▸ Task objective:
Can you format the records below as a Markdown table with two columns, "Row" and "Line", numbering each line and leaving out blank lines?

Some records:

================

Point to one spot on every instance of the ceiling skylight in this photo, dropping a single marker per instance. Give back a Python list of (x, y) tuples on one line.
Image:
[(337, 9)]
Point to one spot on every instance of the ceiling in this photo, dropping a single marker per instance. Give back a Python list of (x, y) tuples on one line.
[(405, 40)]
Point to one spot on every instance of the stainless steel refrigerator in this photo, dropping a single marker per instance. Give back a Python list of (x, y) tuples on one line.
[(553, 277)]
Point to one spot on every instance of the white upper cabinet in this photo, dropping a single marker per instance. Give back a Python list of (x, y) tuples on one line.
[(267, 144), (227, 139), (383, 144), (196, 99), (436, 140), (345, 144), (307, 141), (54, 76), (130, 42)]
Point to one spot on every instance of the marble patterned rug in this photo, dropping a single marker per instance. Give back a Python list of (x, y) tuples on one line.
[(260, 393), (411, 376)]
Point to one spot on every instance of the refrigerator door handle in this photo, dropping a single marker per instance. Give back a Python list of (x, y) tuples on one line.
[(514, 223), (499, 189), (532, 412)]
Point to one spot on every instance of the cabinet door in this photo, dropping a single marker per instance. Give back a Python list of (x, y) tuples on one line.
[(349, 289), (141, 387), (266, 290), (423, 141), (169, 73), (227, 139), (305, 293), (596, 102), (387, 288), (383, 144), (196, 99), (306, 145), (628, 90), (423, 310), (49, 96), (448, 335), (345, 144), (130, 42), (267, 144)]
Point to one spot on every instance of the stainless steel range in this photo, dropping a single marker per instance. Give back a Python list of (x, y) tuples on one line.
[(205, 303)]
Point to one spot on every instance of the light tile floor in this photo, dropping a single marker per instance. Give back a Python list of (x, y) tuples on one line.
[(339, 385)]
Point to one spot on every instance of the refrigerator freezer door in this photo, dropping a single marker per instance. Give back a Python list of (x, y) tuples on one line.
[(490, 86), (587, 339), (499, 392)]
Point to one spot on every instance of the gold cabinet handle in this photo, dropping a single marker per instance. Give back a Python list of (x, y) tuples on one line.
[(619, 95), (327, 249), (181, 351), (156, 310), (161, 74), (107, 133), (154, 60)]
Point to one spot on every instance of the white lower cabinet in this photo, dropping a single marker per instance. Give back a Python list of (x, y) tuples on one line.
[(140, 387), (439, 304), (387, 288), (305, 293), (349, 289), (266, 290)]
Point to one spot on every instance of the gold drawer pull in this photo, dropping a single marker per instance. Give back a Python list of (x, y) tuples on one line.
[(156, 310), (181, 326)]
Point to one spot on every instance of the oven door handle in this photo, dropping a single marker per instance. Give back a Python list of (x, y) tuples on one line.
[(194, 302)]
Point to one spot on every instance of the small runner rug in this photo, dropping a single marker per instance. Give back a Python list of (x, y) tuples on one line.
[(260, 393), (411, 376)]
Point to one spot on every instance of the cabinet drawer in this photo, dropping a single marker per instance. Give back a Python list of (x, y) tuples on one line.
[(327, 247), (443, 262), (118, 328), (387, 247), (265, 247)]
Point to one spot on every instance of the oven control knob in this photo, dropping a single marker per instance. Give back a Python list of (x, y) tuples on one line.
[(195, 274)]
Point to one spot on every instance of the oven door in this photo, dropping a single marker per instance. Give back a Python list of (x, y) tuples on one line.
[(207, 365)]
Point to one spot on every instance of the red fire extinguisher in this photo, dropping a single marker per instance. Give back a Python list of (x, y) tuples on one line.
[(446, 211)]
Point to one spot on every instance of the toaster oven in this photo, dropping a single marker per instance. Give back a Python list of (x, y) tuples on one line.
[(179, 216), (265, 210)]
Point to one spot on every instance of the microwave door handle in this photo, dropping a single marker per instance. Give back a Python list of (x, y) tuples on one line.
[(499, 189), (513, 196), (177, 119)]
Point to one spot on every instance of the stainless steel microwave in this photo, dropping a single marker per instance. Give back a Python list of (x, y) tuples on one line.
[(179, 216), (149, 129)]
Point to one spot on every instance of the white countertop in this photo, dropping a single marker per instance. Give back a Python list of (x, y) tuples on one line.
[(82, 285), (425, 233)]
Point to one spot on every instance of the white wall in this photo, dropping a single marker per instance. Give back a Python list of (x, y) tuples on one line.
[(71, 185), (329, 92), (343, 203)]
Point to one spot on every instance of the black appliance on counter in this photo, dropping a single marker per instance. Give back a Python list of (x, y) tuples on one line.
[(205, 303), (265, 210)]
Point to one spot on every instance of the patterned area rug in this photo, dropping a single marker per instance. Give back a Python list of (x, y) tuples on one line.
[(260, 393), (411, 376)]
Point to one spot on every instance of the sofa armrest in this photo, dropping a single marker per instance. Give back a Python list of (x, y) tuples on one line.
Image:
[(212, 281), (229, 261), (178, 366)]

================

▸ Exercise answer:
| Row | Line |
|---|---|
| 1 | Point to one spot on every instance of the ceiling skylight in this photo, dropping a single marker per instance. Give back a Python list of (x, y) tuples on one line. |
| 2 | Image: |
| 3 | [(337, 9)] |
| 4 | Point to one spot on every instance of the ceiling in this photo, dropping a single marker per instance. Give back a Python list of (x, y) tuples on one line. |
| 5 | [(405, 40)] |
| 6 | Point to one spot on every instance of the stainless steel refrigerator in this photo, dropping a single marker per instance. Give back a Python list of (x, y) tuples on one line. |
| 7 | [(553, 277)] |
| 8 | Point to one spot on every instance of the white upper cabinet in this photo, dropping a single marker per instance. Give back a Python list of (x, y) tuples on one line. |
| 9 | [(267, 144), (227, 139), (383, 144), (196, 99), (436, 140), (345, 144), (307, 141), (54, 76), (130, 42)] |
| 10 | Point to one spot on every instance of the marble patterned rug in this photo, dropping a single marker per instance. Give back a Python list of (x, y) tuples on one line. |
| 11 | [(260, 393), (411, 376)] |
| 12 | Point to one spot on every instance of the refrigerator door handle in this photo, dropping a single marker per instance. Give back a Python list of (x, y) tuples on one line. |
| 13 | [(514, 223), (499, 189), (532, 412)] |
| 14 | Point to one spot on every instance of the cabinet door in this photo, dropping a single marker per instance. Give back a Python list of (x, y) tuples on one line. |
| 15 | [(349, 289), (141, 387), (266, 290), (423, 141), (169, 73), (227, 139), (305, 293), (596, 102), (387, 288), (383, 144), (196, 99), (306, 145), (628, 90), (423, 310), (49, 96), (448, 335), (345, 144), (130, 42), (267, 144)] |
| 16 | Point to one spot on every instance of the stainless steel range in this photo, dropping a single marker per instance. Give back a Python list of (x, y) tuples on one line. |
| 17 | [(205, 303)] |
| 18 | Point to one spot on every instance of the light tile floor in this photo, dropping a single marker per instance. Give back a Python list of (x, y) tuples on one line. |
| 19 | [(339, 385)] |
| 20 | Point to one spot on every instance of the refrigerator freezer door in this photo, dropping a single marker per instance. Give back a Python list of (x, y) tuples on one line. |
| 21 | [(490, 86), (587, 339), (499, 392)] |
| 22 | Point to one spot on every instance of the gold cabinet handle in this photo, dropping a single marker per instance. Give back a Python list of (x, y) tuples on one line. |
| 23 | [(619, 95), (327, 249), (181, 351), (156, 310), (161, 74), (107, 133), (154, 60)] |
| 24 | Point to one spot on every instance of the white lower cabinet in this photo, dropping a single marker per instance. Give back a Python list of (x, y) tuples on one line. |
| 25 | [(140, 387), (439, 304), (387, 288), (305, 293), (349, 289), (266, 290)] |
| 26 | Point to one spot on every instance of the gold drawer pull in this photo, dropping a single marker per instance. Give back a Python list of (x, y) tuples on one line. |
| 27 | [(156, 310), (181, 326)] |
| 28 | Point to one spot on every instance of the oven door handle in this photo, dropping a single marker per instance. Give back a Python list of (x, y) tuples on one line. |
| 29 | [(194, 302)] |
| 30 | Point to one spot on every instance of the small runner rug in this photo, dropping a single marker per instance. Give back a Python list of (x, y) tuples on one line. |
| 31 | [(260, 393), (411, 376)] |
| 32 | Point to one spot on every instance of the cabinet drawer in this photo, dropping a single marker per instance. Give back a Python list of (x, y) tuples on one line. |
| 33 | [(327, 247), (443, 262), (118, 328), (387, 247), (265, 247)] |
| 34 | Point to one spot on every instance of the oven control knob in this photo, dropping a single marker per instance. Give back a Python list of (x, y) tuples on one line. |
| 35 | [(195, 274)] |
| 36 | Point to one spot on every instance of the oven door in this photo, dropping a single marker per instance. Give back a Python list of (x, y) tuples on one line. |
| 37 | [(207, 365)] |
| 38 | Point to one spot on every instance of the red fire extinguisher in this photo, dropping a single marker per instance. Give back a Python list of (x, y) tuples on one line. |
| 39 | [(446, 211)] |
| 40 | Point to one spot on every instance of the toaster oven in this photo, dropping a single marker per instance. Give back a Python list of (x, y) tuples on one line. |
| 41 | [(179, 216), (265, 210)] |
| 42 | Point to one spot on every instance of the microwave door handle in this photo, dropping a single marker per instance. Give back a Python list of (x, y) tuples on one line. |
| 43 | [(499, 189), (513, 196), (177, 119)] |
| 44 | Point to one spot on every instance of the stainless steel microwave in this photo, dropping a single marker per instance. Give back a Python list of (x, y) tuples on one line. |
| 45 | [(179, 216), (149, 129)] |
| 46 | Point to one spot on every instance of the white countertop in this photo, dropping a single marker per instance. Give back a Python list of (x, y) tuples on one line. |
| 47 | [(82, 285), (425, 233)] |
| 48 | Point to one spot on every instance of the white wall in this photo, dropping a single marker per instance. Give back a Python list of (x, y) tuples on one line. |
| 49 | [(71, 185), (329, 92), (343, 203)] |
| 50 | Point to one spot on every instance of the black appliance on counter in this photo, dropping a single marker per instance. Give back a Python list of (x, y) tuples on one line. |
| 51 | [(205, 303), (265, 210)] |
| 52 | Point to one spot on every instance of the patterned area rug in this photo, dropping a single marker per instance. Give back a Python list of (x, y) tuples on one line. |
| 53 | [(260, 393), (411, 376)] |
| 54 | Point to one spot on every instance of the sofa armrest in this photo, dropping a single marker per instance. Give back a Python list of (x, y) tuples on one line. |
| 55 | Image: |
| 56 | [(212, 281), (229, 261), (178, 366)] |